# DATA LISTING
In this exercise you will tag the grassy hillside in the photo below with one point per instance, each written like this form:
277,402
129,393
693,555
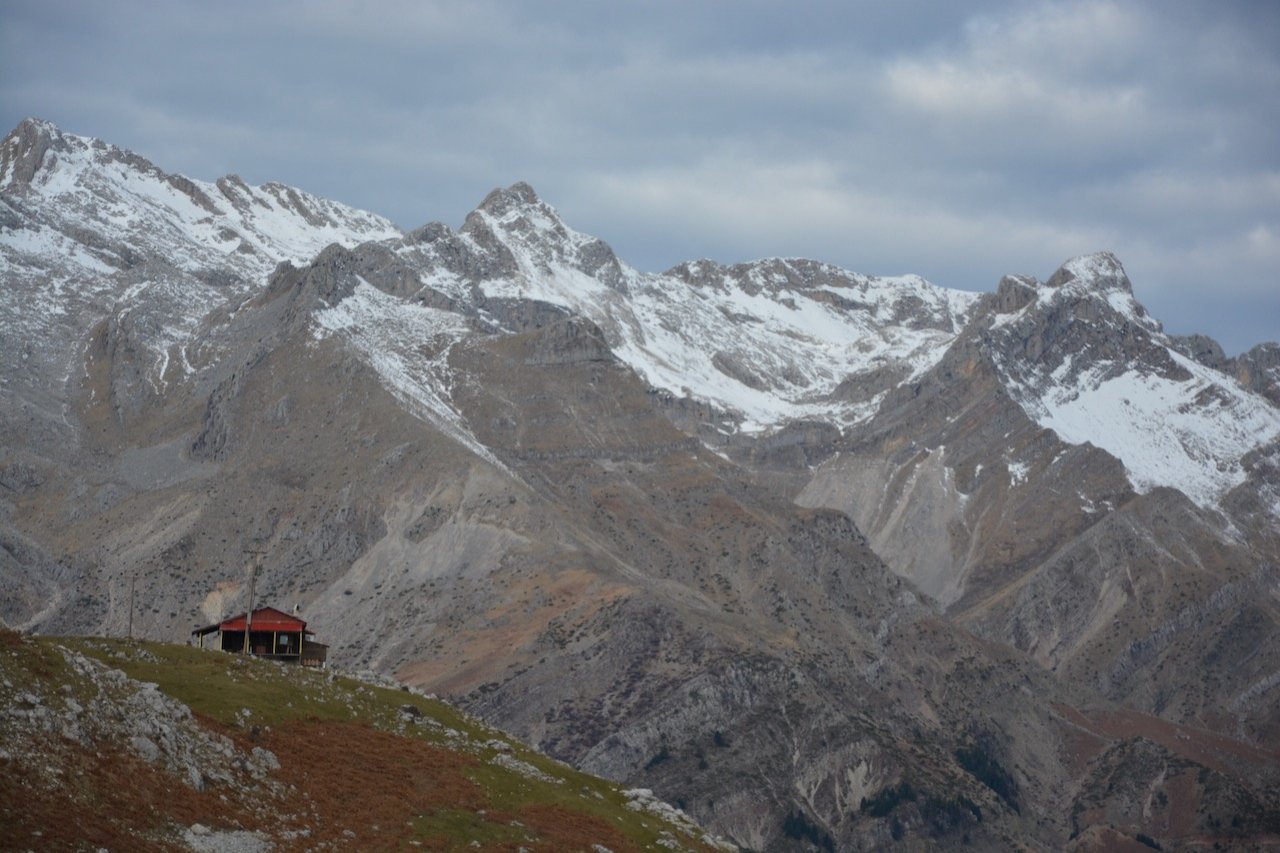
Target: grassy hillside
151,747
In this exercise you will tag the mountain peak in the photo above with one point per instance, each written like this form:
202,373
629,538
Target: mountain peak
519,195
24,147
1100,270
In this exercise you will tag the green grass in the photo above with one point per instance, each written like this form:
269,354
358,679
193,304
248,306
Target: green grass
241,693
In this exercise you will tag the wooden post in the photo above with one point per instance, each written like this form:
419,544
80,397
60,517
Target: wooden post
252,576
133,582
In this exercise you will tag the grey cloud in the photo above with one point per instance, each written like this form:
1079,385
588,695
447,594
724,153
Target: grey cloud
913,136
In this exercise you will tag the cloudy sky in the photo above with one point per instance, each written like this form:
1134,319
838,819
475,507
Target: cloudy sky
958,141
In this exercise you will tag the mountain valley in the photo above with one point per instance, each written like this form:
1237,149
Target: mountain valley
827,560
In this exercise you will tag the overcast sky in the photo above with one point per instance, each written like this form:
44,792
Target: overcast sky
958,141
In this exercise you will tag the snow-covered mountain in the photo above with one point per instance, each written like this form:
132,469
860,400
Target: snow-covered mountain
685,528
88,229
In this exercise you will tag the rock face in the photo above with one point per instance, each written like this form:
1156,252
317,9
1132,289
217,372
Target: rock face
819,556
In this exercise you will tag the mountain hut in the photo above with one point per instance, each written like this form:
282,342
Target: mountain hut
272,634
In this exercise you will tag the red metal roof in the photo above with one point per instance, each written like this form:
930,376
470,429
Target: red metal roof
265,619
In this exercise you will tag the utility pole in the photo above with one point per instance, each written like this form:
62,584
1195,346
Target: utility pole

# TASK ITEM
Pick out every line above that holds the word "utility" and copy it.

# REPLY
In this exercise you will tag the utility pole in the photo above with one point per instance, each written like this form:
Target: utility pole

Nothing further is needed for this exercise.